- **Source extract**
# # # # # # #
# QA over unstructured data
This notebook presents the task of question-answering over unstructured data (e.g. PDFs, content from websites, etc.).

Our goal is to build an NBA assistant bot that can answer questions regarding NBA, NBA rules, players, etc.

In [None]:
import bs4
import dotenv
import tiktoken

from langchain.chat_models import ChatOpenAI
from langchain.document_loaders import WebBaseLoader, WikipediaLoader
from langchain.embeddings import OpenAIEmbeddings
from langchain.schema import StrOutputParser
from langchain.schema.runnable import RunnablePassthrough
from langchain.prompts import PromptTemplate
from langchain.text_splitter import RecursiveCharacterTextSplitter
from langchain.vectorstores import FAISS

In [None]:
dotenv.load_dotenv()

## Document loading
First step of indexing is loading the documents - this is the data that we want the LLM to see when answering the questions.

In our example we are using two data sources: official NBA rulebook and a small set of Wikipedia articles regarding the general topic of NBA.
# # # # # # #
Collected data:
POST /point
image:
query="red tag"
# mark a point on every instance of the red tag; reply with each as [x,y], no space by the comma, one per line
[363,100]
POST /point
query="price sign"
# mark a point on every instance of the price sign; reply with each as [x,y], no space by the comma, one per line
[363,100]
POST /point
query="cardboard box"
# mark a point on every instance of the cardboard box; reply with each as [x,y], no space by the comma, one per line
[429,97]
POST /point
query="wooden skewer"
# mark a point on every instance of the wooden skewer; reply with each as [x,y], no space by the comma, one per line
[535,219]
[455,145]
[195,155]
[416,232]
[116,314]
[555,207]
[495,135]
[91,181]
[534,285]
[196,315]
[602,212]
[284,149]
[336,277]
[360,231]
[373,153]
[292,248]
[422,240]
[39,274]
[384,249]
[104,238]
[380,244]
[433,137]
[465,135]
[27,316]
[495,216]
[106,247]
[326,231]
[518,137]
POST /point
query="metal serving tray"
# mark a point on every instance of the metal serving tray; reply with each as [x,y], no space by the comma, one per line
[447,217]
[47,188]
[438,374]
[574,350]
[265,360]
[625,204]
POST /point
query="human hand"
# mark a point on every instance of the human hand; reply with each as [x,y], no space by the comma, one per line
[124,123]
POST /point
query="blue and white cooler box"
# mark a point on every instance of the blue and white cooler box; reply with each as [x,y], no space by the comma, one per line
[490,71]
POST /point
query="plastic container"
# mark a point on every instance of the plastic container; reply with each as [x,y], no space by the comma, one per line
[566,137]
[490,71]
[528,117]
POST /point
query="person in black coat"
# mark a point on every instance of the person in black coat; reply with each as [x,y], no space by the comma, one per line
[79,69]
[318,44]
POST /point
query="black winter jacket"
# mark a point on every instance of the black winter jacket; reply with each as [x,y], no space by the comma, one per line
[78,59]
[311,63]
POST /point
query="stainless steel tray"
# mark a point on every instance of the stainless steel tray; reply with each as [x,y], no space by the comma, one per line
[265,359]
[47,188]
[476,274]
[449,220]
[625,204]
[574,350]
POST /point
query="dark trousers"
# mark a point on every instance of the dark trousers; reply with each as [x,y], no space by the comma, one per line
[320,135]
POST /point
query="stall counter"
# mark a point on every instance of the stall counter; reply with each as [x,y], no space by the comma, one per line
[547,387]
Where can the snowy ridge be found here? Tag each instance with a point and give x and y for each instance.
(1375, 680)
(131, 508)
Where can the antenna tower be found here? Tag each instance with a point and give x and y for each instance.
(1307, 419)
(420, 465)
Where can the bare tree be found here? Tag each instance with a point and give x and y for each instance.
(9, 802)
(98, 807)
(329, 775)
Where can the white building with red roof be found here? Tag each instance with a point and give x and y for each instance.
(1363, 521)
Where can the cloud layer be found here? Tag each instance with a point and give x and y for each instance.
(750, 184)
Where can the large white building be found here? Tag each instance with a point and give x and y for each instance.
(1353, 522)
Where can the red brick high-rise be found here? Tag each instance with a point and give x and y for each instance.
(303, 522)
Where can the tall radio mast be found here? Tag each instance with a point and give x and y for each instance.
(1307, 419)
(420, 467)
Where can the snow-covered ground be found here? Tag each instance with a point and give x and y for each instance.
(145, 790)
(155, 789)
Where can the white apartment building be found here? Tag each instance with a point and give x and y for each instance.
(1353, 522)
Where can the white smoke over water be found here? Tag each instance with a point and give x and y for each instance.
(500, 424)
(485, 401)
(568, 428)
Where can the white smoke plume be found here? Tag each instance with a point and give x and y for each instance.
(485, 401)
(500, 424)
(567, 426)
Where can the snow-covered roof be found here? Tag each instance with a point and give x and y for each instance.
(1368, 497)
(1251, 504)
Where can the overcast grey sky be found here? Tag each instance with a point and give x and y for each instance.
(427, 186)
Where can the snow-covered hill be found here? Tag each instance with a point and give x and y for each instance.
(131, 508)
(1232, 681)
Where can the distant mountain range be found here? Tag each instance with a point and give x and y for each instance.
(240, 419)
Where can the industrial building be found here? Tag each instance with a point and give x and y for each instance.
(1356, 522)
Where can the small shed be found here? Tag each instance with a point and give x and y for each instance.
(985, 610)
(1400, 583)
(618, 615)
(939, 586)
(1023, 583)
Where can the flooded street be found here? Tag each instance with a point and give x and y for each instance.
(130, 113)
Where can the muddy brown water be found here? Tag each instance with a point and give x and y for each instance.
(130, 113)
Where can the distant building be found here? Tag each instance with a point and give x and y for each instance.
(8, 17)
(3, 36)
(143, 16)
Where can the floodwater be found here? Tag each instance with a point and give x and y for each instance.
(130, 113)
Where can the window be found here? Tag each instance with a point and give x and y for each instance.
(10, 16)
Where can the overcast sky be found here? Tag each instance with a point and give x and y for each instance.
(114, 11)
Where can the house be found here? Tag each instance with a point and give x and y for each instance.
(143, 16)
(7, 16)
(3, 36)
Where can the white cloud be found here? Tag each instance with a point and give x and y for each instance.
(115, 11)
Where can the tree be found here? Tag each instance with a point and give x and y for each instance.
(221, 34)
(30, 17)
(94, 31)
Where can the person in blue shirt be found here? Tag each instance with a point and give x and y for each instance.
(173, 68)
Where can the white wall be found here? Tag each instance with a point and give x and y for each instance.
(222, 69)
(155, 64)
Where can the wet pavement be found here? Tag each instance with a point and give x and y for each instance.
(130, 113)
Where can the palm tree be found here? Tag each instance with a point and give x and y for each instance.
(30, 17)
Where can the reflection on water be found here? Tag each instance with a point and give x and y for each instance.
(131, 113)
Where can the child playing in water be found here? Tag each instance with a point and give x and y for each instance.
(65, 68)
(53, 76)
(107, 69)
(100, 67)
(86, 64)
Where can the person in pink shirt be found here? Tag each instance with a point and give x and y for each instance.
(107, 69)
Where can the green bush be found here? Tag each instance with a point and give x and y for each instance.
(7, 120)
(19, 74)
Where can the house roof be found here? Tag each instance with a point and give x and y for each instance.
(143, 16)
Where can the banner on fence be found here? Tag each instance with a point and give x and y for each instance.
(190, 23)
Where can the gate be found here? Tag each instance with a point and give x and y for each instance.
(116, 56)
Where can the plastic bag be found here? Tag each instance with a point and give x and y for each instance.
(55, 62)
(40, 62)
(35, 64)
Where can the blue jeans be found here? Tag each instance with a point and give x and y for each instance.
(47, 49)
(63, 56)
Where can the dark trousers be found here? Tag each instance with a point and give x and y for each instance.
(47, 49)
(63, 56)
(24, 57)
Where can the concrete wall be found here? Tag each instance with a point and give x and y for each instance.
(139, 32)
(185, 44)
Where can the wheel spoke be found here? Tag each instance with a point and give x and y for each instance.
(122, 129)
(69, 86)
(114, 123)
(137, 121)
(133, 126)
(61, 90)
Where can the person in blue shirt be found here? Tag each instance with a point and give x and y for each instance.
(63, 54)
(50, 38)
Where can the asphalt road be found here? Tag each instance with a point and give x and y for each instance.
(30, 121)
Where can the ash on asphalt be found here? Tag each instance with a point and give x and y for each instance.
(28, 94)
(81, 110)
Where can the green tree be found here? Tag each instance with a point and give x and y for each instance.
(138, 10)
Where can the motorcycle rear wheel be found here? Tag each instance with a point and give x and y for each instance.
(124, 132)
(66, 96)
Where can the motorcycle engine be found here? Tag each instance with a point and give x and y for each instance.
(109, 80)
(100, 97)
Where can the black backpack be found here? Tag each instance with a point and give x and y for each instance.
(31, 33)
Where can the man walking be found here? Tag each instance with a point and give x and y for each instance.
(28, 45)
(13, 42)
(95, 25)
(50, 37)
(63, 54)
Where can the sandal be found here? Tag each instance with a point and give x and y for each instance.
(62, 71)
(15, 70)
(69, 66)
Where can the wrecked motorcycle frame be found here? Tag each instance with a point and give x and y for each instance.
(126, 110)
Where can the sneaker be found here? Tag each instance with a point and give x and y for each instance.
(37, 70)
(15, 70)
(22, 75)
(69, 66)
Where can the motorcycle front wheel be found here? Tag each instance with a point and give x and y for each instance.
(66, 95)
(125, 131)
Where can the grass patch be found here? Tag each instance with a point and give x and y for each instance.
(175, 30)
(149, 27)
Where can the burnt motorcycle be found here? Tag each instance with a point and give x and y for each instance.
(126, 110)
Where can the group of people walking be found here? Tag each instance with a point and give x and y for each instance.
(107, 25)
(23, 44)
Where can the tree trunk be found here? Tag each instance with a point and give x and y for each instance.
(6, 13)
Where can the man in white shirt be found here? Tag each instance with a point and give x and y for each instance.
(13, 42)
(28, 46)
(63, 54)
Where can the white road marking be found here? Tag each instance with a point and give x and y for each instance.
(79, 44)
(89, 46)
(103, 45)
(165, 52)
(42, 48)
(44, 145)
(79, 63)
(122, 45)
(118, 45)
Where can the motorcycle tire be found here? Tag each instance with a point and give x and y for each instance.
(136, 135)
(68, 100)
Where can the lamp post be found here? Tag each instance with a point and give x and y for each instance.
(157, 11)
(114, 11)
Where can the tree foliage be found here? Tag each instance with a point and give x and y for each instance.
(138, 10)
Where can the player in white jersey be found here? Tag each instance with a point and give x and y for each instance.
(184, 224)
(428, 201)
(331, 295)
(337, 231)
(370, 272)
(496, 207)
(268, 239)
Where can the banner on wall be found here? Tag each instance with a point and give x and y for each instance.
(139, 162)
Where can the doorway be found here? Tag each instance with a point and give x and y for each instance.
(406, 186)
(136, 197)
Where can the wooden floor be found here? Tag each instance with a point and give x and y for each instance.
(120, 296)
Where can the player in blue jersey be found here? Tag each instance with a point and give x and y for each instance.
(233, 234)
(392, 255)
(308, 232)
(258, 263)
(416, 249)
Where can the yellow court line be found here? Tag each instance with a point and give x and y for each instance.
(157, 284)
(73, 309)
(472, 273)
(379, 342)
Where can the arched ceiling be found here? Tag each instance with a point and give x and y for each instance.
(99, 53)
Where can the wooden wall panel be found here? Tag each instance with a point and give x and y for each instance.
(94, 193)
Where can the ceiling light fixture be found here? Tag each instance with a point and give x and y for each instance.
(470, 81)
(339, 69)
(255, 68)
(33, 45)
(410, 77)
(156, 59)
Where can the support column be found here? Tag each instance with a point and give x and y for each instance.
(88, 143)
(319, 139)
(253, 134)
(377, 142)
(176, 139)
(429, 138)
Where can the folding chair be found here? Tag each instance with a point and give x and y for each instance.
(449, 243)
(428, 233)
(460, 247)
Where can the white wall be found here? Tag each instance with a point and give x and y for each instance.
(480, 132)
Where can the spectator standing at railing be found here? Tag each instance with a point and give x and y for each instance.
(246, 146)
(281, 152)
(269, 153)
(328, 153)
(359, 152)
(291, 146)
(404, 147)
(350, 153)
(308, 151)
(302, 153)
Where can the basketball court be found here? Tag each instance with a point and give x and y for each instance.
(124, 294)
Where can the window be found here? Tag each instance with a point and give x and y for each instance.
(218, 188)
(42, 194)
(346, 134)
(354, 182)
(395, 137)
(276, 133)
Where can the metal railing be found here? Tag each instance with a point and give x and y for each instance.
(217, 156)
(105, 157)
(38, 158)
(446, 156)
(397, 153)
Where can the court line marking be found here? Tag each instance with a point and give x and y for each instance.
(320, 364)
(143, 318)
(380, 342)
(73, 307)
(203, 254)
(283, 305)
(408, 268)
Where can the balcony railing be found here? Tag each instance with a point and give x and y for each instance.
# # # # # # #
- **Tasks to complete**
1. In the notebook on question-answering over unstructured data, why is loading the documents the first step of indexing?
2. Write the next part of the notebook on question-answering over unstructured data, starting after its last sentence.
These records were taken from a different source than the notebook.

- **Answers to each task**
1. Loading comes first because the documents are the data that the LLM should see when it answers the questions.

2.
In [None]:
nba_rules_urls = [
    "https://official.nba.com/rule-no-1-court-dimensions-equipment/",
    "https://official.nba.com/rule-no-2-duties-of-the-officials/",
    "https://official.nba.com/rule-no-3-players-substitutes-and-coaches/",
    "https://official.nba.com/rule-no-4-definitions/",
    "https://official.nba.com/rule-no-5-scoring-and-timing/",
    "https://official.nba.com/rule-no-6-putting-ball-in-play-live-dead-ball/",
    "https://official.nba.com/rule-no-7-24-second-clock/",
    "https://official.nba.com/rule-no-8-out-of-bounds-and-throw-in/",
    "https://official.nba.com/rule-no-9-free-throws-and-penalties/",
    "https://official.nba.com/rule-no-10-violations-and-penalties/",
    "https://official.nba.com/rule-no-11-basket-interference-goaltending/",
    "https://official.nba.com/rule-no-12-fouls-and-penalties/",
    "https://official.nba.com/rule-no-13-instant-replay/",
    "https://official.nba.com/rule-no-14-coaches-challenge/"
]

To load the data, LangChain provides *DocumentLoaders*. There are different *DocumentLoaders* available for different input sources, e.g. PDFs, HTML, Markdown, etc.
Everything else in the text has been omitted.